= Given data =
============

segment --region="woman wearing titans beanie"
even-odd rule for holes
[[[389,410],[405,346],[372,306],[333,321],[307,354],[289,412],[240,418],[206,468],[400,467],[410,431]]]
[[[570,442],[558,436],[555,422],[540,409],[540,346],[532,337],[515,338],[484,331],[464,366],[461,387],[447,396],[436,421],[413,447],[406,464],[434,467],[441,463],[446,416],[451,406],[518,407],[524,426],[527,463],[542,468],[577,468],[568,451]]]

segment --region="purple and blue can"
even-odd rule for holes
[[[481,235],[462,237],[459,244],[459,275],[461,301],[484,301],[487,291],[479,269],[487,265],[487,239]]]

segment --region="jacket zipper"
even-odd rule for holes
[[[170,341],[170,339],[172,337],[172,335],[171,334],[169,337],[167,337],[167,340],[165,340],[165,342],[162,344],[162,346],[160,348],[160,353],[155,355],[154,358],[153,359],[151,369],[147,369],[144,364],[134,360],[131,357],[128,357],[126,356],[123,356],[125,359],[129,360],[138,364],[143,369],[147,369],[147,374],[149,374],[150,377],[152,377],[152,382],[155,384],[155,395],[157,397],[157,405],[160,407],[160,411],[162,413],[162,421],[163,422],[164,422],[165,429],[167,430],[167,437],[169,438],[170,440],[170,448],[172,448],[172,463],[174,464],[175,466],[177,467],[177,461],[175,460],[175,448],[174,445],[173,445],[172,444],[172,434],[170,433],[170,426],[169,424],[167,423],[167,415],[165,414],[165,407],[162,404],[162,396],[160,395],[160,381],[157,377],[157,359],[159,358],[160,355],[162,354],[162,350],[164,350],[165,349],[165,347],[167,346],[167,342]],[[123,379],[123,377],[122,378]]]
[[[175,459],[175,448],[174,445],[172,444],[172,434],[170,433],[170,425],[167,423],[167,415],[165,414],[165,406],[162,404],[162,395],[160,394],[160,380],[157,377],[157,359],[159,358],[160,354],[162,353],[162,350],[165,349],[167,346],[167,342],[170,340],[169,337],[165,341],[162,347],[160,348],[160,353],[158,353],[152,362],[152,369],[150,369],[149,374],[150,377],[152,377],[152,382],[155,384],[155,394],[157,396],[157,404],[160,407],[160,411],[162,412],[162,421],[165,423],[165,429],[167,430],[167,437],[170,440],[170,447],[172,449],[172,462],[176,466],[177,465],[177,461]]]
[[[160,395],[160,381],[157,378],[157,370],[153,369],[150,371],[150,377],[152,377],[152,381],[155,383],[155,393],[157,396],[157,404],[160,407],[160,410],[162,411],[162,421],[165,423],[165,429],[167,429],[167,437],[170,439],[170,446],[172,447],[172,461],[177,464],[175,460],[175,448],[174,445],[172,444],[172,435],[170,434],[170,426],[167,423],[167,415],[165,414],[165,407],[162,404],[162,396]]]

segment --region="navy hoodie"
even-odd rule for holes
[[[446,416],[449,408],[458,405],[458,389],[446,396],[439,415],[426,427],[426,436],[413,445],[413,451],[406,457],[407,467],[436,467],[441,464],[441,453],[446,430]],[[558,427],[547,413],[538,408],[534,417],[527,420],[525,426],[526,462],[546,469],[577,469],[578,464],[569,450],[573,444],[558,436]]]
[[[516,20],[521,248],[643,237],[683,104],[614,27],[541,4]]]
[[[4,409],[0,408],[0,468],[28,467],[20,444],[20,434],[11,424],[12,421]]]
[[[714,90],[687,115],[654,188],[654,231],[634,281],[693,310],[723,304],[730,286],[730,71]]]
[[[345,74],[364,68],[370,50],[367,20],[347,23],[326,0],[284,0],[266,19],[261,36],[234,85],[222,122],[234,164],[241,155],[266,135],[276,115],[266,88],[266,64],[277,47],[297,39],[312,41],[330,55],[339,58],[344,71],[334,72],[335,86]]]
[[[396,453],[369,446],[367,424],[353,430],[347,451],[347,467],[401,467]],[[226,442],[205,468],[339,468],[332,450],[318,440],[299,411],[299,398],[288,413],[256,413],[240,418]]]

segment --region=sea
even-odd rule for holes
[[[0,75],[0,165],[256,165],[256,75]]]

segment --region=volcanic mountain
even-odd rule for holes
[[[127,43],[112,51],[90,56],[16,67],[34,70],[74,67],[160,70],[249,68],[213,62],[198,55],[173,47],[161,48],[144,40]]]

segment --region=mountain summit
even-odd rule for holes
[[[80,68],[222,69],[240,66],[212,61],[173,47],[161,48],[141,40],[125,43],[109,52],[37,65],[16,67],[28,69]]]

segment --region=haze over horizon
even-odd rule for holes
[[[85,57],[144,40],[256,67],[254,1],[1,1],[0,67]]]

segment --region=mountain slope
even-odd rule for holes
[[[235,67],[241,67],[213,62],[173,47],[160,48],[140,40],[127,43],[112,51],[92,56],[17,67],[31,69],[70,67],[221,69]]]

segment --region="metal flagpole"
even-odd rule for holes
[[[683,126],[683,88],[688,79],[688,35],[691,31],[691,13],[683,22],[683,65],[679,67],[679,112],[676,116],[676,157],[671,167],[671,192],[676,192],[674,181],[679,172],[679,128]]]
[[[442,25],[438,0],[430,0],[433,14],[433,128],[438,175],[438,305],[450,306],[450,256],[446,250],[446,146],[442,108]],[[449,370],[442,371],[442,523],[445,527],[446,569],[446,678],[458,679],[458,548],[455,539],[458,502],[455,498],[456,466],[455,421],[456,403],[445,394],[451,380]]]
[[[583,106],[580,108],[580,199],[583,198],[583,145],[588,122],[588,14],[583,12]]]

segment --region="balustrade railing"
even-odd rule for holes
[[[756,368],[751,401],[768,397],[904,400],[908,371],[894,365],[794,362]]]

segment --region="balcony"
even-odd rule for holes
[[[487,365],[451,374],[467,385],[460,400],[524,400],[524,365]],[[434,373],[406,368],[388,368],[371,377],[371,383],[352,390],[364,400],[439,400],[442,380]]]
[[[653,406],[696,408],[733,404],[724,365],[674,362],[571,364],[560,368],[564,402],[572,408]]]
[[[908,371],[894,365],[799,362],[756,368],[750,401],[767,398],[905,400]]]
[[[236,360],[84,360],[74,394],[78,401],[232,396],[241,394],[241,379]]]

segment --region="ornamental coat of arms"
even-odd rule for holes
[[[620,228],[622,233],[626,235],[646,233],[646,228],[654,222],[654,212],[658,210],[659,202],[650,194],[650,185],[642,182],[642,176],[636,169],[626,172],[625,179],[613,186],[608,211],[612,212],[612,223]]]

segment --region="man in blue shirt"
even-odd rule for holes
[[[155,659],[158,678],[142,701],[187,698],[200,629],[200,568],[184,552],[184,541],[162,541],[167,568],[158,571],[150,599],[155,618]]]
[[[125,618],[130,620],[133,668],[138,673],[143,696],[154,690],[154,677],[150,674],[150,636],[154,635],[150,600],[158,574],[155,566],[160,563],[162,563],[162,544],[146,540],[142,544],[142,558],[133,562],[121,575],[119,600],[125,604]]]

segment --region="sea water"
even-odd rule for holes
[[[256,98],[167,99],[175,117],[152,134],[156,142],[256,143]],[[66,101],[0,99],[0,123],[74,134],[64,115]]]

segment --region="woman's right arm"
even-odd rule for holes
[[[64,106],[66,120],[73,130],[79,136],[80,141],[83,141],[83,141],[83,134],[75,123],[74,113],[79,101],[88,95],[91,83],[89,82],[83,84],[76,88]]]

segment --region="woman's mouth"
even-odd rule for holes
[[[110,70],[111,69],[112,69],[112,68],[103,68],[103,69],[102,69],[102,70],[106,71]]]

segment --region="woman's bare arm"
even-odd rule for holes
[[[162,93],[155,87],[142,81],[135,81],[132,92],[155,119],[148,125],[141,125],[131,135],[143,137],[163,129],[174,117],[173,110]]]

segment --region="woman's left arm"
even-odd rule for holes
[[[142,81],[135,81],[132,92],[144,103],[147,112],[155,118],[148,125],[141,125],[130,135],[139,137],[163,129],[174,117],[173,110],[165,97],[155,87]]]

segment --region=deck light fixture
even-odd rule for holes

============

= Set task =
Report each line above that contains the word "blue".

= Solution to the problem =
segment --region="purple and blue can"
segment --region="man in blue shirt"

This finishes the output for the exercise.